▶ **What this exercise asks**:
(1) Duplicate the part of the bonding-process passage that starts at "As described above, the" and ends at "thermal bonding process.".
(2) Find each line of the records that contains the word "windshield", and copy those lines.

▶ **Quoted text**:
★ ★ ★ ★

The effect of the time reduction is insufficient when the average temperature lowering rate is less than 15° C./min. Also, the conveyance distance lengthens when the temperature lowering rate is low while conveying the stacked body. A long conveyance distance may result in a larger apparatus. It is therefore effective for the average temperature lowering rate to be not less than 15° C./min. Although not particularly limited, it is favorable for the upper limit of the average temperature lowering rate to be not more than 100° C./min. When the average temperature lowering rate is greater than 100° C./min, thermal stress is generated by the stacked body cooling too quickly, and the reliability of the circuit substrate using the bonded object degrades. Also, there is a possibility that fluctuation of the bondability or discrepancies in the bonding strength, warp of the bonded object, etc., may occur. It is therefore favorable for the average temperature lowering rate to be within the range of not less than 15° C./min and not more than 100° C./min, or even not less than 20° C./min and not more than 70° C./min. Also, it is more favorable for the average temperature lowering rate to be within the range of not less than 30° C./min and not more than 70° C./min.


It is favorable for the difference between the average temperature raising rate and the average temperature lowering rate to be within 20° C./min. The difference between the average temperature raising rate and the average temperature lowering rate is represented by average temperature raising rate -average temperature lowering rate 20° C./min. A melting reaction and a solidification reaction occur due to the heating of the brazing material layer. These reactions occur in the temperature raising process and the temperature lowering process. The stress that occurs in the reactions can be homogenized by reducing the difference between the average temperature raising rate and the average temperature lowering rate. Discrepancies such as warp, etc., can be suppressed thereby. The temperature raising rate from room temperature to 200° C. is arbitrary. Similarly, the temperature lowering rate from 200° C. to room temperature is arbitrary.


As described above, the bonded object production method using the continuous furnace includes the three processes of the temperature raising process, the thermal bonding process, and the temperature lowering process. These processes may be divided into processing zones inside the continuous furnace. Also, each processing zone may be divided into a plurality. Other than the conveyance path of the stacked body, partitions or the like may be provided at the boundaries between the zones. It is effective to set the heating temperatures of the zones according to the average temperature raising rate of the stacked body in the temperature raising process and the bonding temperature of the stacked body in the thermal bonding process.

★ ★ ★ ★

▶ **Stored items**:
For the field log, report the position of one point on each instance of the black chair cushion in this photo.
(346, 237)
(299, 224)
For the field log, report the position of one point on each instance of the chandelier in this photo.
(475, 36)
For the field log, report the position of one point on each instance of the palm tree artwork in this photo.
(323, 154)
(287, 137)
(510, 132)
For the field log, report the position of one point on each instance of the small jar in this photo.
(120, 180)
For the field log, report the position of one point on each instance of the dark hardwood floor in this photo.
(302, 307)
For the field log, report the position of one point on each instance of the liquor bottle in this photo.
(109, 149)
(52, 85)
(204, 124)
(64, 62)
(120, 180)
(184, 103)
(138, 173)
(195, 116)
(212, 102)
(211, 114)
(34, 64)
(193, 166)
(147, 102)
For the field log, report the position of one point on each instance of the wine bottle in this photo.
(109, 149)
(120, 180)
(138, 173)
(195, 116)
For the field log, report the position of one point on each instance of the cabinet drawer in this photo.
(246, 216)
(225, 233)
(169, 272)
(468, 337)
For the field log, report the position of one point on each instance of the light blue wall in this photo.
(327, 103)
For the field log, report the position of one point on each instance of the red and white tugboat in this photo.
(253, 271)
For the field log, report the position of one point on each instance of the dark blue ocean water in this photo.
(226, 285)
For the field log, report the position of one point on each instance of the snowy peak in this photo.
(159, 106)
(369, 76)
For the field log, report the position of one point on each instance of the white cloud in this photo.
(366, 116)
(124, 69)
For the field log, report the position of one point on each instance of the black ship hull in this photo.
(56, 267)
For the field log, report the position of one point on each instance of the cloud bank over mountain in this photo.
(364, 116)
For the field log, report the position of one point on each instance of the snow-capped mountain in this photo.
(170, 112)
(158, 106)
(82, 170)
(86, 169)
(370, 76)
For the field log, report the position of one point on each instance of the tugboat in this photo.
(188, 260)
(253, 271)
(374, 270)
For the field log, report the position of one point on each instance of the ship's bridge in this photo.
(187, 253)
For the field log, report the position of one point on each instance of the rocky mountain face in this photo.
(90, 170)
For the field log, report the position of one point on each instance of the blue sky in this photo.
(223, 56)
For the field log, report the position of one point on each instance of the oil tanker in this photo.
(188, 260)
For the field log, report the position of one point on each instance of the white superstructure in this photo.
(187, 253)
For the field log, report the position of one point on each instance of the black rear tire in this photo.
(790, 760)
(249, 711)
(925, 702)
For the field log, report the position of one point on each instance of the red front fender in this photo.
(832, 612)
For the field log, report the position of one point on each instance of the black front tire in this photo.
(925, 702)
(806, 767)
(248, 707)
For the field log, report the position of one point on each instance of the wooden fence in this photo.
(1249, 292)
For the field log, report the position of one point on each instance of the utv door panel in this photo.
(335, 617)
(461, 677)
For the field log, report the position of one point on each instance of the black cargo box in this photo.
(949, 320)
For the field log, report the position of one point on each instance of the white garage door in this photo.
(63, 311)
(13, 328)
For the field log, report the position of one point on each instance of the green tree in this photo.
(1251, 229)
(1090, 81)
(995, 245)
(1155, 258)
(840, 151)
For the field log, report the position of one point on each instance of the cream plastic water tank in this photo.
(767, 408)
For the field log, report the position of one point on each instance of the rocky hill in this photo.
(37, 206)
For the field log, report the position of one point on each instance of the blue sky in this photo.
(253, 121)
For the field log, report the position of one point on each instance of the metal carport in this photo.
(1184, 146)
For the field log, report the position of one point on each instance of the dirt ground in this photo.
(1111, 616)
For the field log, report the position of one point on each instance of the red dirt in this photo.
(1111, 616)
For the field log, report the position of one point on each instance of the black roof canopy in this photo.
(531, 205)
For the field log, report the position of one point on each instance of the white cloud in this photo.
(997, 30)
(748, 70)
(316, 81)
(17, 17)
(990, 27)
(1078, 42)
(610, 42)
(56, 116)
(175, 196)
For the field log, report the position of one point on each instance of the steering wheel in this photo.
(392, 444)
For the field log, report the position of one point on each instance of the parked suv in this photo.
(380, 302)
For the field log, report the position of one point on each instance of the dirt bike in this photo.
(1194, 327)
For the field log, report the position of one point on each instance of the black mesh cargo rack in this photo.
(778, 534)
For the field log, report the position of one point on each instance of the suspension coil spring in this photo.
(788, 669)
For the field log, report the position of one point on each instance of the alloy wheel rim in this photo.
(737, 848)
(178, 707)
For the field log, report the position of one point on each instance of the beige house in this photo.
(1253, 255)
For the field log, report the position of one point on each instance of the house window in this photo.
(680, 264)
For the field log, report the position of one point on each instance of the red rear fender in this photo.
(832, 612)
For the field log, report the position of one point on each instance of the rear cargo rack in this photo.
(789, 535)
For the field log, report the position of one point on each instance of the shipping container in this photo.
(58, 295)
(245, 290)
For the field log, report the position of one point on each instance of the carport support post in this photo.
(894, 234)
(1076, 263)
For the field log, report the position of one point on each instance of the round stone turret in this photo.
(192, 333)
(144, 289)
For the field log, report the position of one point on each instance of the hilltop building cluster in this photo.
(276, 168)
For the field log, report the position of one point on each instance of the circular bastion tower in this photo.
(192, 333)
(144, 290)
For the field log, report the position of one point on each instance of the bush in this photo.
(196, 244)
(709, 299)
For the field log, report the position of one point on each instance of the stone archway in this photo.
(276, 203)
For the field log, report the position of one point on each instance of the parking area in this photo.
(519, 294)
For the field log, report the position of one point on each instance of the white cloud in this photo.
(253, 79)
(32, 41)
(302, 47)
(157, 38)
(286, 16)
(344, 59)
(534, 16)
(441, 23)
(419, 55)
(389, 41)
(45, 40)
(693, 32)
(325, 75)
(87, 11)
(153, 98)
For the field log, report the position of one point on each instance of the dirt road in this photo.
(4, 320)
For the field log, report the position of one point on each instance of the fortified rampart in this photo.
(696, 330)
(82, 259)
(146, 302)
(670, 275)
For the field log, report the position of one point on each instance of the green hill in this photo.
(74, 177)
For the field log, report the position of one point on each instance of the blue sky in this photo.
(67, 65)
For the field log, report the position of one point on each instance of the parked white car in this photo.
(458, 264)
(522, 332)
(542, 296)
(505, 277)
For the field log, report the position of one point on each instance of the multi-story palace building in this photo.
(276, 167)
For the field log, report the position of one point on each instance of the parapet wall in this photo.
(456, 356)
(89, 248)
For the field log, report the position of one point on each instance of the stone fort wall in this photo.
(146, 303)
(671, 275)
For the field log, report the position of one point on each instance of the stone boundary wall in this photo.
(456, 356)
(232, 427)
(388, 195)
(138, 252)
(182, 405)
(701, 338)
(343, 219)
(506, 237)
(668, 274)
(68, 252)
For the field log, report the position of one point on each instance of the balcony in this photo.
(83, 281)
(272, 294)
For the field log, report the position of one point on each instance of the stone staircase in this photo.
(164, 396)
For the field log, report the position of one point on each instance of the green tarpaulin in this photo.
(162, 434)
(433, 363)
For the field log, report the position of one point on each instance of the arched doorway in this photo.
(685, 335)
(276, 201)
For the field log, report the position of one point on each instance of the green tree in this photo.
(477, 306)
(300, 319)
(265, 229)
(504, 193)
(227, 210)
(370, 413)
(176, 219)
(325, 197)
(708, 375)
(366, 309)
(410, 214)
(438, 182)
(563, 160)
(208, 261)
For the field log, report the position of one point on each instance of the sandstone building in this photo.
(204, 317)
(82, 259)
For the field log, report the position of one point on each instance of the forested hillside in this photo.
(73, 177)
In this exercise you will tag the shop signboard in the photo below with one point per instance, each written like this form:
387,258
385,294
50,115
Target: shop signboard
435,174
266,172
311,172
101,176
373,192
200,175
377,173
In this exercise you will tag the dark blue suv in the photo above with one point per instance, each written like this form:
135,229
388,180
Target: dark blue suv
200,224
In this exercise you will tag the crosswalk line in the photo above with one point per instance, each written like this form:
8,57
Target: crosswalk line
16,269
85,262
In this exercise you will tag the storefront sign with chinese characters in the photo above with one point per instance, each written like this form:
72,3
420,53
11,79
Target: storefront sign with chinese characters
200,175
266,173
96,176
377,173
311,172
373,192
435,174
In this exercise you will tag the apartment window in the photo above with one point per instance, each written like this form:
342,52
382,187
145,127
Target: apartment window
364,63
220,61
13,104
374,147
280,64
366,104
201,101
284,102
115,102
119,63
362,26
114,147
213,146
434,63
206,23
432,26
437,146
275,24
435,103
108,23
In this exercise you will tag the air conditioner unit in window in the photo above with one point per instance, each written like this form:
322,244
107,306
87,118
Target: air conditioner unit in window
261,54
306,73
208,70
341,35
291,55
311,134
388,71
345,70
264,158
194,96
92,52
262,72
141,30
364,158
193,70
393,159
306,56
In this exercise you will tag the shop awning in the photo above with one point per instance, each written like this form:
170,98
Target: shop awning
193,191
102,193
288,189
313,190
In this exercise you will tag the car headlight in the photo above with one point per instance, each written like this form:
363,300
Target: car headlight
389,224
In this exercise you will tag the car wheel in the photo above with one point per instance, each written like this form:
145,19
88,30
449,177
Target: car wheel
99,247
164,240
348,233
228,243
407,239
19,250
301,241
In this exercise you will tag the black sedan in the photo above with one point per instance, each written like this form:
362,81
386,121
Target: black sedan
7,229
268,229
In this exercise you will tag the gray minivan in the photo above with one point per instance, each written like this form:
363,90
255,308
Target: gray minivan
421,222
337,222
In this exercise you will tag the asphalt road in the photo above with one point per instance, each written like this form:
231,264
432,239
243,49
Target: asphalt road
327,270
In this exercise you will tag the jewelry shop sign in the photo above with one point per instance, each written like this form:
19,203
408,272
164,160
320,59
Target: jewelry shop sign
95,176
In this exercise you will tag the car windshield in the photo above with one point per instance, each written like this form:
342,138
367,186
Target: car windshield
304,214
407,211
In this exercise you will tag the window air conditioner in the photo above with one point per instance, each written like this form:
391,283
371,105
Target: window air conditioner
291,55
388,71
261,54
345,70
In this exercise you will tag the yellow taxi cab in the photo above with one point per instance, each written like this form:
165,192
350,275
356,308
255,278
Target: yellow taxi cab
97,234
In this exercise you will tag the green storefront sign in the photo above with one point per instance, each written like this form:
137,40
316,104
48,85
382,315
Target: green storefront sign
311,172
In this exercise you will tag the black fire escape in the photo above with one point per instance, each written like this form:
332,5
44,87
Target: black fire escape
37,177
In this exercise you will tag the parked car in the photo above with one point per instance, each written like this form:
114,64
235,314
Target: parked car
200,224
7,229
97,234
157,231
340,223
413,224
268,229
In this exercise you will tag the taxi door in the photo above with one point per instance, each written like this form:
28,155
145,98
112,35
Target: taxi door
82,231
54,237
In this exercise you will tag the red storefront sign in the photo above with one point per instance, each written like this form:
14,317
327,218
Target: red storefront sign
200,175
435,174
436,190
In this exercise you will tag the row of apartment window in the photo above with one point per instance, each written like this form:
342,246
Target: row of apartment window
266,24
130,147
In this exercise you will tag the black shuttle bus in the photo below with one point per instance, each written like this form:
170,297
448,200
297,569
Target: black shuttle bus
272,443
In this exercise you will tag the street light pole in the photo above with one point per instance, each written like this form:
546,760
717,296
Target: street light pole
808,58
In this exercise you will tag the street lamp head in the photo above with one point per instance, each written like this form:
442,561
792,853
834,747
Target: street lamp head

★ ★ ★ ★

▶ **Solutions to the problems**:
(1)
As described above, the bonded object production method using the continuous furnace includes the three processes of the temperature raising process, the thermal bonding process, and the temperature lowering process. These processes may be divided into processing zones inside the continuous furnace. Also, each processing zone may be divided into a plurality. Other than the conveyance path of the stacked body, partitions or the like may be provided at the boundaries between the zones. It is effective to set the heating temperatures of the zones according to the average temperature raising rate of the stacked body in the temperature raising process and the bonding temperature of the stacked body in the thermal bonding process.

(2)
In this exercise you will tag the car windshield in the photo above with one point per instance, each written like this form:
Target: car windshield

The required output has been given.